YOUR ASSIGNMENT: Every line of the material below should be retyped exactly.

WORKING DATA:
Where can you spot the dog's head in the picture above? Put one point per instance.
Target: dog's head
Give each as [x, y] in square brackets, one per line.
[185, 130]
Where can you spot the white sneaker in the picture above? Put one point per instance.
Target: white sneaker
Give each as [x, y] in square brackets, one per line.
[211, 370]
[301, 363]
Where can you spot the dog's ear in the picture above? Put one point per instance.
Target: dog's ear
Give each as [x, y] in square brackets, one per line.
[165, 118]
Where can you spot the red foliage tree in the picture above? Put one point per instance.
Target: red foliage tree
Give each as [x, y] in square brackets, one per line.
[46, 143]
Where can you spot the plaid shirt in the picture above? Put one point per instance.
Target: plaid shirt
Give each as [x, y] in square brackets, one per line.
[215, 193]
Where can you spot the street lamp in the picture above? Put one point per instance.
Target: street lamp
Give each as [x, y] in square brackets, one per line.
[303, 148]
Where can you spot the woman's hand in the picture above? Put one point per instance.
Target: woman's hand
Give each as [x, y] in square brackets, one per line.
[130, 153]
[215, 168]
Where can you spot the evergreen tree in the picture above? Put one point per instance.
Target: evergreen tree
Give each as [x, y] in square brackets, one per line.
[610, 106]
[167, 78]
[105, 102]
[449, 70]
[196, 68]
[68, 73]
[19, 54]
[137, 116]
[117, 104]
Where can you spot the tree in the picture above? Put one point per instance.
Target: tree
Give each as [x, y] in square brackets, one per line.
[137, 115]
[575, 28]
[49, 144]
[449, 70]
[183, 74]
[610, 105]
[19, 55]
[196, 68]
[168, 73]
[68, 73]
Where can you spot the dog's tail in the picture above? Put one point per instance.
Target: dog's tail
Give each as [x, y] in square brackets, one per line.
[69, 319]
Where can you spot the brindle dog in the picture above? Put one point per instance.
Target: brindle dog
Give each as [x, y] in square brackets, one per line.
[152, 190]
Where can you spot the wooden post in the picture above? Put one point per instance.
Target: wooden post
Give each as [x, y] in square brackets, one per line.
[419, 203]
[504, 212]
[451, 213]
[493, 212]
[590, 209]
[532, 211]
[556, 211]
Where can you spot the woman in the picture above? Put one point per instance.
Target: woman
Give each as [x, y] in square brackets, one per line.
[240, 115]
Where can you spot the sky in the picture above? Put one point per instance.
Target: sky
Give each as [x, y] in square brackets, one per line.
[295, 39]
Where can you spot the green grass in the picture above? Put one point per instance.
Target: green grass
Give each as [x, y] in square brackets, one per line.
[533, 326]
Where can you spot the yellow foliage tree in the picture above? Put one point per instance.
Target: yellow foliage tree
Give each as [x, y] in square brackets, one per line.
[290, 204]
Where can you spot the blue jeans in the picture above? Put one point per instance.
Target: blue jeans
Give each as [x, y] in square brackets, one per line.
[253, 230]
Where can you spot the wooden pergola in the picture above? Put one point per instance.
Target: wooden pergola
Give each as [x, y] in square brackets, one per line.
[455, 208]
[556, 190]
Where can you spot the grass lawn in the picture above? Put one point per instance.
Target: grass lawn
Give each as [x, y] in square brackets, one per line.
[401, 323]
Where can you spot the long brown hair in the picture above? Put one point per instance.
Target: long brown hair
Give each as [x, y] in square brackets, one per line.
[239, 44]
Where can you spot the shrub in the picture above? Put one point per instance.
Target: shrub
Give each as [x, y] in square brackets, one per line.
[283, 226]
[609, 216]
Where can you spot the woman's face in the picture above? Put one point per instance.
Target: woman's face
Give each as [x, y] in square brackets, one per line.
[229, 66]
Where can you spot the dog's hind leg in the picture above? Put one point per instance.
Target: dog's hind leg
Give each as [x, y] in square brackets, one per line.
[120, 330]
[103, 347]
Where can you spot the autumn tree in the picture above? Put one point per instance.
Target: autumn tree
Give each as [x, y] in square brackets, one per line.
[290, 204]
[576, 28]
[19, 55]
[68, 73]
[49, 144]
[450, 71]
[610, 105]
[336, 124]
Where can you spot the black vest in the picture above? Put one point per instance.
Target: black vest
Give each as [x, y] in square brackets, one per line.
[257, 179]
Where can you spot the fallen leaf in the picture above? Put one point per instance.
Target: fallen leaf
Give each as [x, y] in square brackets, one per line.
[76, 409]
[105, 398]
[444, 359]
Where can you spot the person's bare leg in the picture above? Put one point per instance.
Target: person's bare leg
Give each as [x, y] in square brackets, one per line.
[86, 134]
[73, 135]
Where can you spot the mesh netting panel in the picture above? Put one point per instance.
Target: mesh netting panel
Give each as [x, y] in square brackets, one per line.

ANSWER FOR THE TASK:
Where can you spot the dog's head in the picture above? Put one point per instance.
Target: dog's head
Give each as [x, y] in square brackets, one per line.
[185, 130]
Where can you spot the white sneaker in the picture above? Put one point per instance.
Target: white sneaker
Give each as [x, y] in square brackets, one per line.
[211, 370]
[301, 363]
Where can you spot the dog's ear in the picture above? Put one point per instance.
Target: dog's ear
Give each as [x, y] in square brackets, one per line.
[165, 118]
Where can you spot the red foliage tree in the picture above? Put one point per instance.
Target: red foliage tree
Give each as [x, y] in square brackets, one per line.
[46, 143]
Where can you spot the plaid shirt in the picture above? Put one point per instance.
Target: plaid shirt
Give each as [x, y] in square brackets, one per line.
[215, 193]
Where can you spot the street lamp in the picture above? Put one point per instance.
Target: street lamp
Give each as [x, y] in square brackets, one per line.
[303, 148]
Where can you spot the woman's hand in the picture above? Put one point per instance.
Target: woman's hand
Give each as [x, y] in square brackets, one per line.
[130, 153]
[215, 168]
Where can you spot the evergreen tree in the picture above? Put one point per instance.
Target: evergreen tree
Give each as [x, y] in square brackets, one per line.
[610, 106]
[167, 78]
[105, 102]
[449, 70]
[196, 68]
[68, 73]
[19, 54]
[137, 116]
[117, 104]
Where can you spot the tree in the picture above? Put one point per instance.
Target: tree
Give each as [x, y] in square brackets, one per line.
[137, 115]
[575, 28]
[49, 144]
[449, 70]
[183, 74]
[610, 105]
[19, 55]
[196, 68]
[168, 73]
[68, 73]
Where can you spot the dog's tail in the picture above? Put one point per instance.
Target: dog's tail
Give each as [x, y] in square brackets, one per line.
[69, 319]
Where can you spot the brindle dog in the picture above? Put one point per instance.
Target: brindle dog
Give each as [x, y] in square brackets, one per line.
[152, 190]
Where can you spot the wooden post in the picture above? Put one point per instance.
Target: wooden post
Give each as [x, y] in square brackets, one per line.
[419, 203]
[504, 212]
[451, 213]
[493, 212]
[590, 209]
[532, 211]
[556, 211]
Where can you spot the woman in the picture above? Put one point per instance.
Target: woman
Give each as [x, y] in square brackets, one per line.
[240, 115]
Where can you spot the sky in the picture above? Put one point per instance.
Target: sky
Give each as [x, y] in square brackets, one per line.
[295, 39]
Where can you spot the green grass in the picture above? Put one point per instance.
Target: green grass
Give each as [x, y] in square brackets, one per line.
[533, 326]
Where can you spot the yellow foliage tree in the picture above? Put one point per instance.
Target: yellow foliage tree
Give each as [x, y] in square brackets, one per line.
[290, 204]
Where can you spot the blue jeans in the picture above? Put one point per instance.
Target: blue jeans
Give each as [x, y] in square brackets, one per line.
[253, 230]
Where can you spot the wooden pergola in the picture above? Put one point per instance.
Target: wooden pergola
Give each as [x, y] in square brackets, one per line.
[455, 208]
[556, 190]
Where can you spot the grass lawn in the picture above? Put one point per instance.
Target: grass lawn
Give each as [x, y] in square brackets, one per line.
[401, 323]
Where can you spot the long brown hair in the picture above? Put one point per instance.
Target: long brown hair
Give each as [x, y] in square brackets, one per line.
[239, 44]
Where can you spot the shrub in the picture above? Put one point per instance.
Target: shrub
Give each as [x, y] in square brackets, one per line.
[283, 226]
[609, 216]
Where can you spot the woman's face in the picture above? Put one point per instance.
Target: woman's face
Give each as [x, y] in square brackets, one per line.
[229, 66]
Where can you spot the dog's hind leg in the picture above? Put one point per instance.
Target: dog's hind leg
Give each as [x, y] in square brackets, one per line.
[120, 330]
[103, 347]
Where can you spot the autumn tree in the picture above? Put one point per instance.
Target: autumn tree
Give each as [x, y] in square brackets, one per line.
[290, 204]
[576, 28]
[19, 55]
[68, 73]
[49, 144]
[450, 71]
[610, 105]
[336, 124]
Where can you spot the black vest in the picture above? Put one point per instance.
Target: black vest
Give each as [x, y] in square brackets, one per line.
[257, 179]
Where can you spot the fallen leaf in the picture above? Put one point per instance.
Target: fallen leaf
Give each as [x, y] in square brackets, one per line.
[76, 409]
[105, 398]
[444, 359]
Where can you spot the person's bare leg in the picture above? Put one point per instance.
Target: person's bare leg
Give each as [x, y] in square brackets, one per line.
[86, 134]
[73, 135]
Where can you spot the mesh netting panel in the picture above? Put one point per instance.
Target: mesh netting panel
Give each as [x, y] in square brackets, one per line.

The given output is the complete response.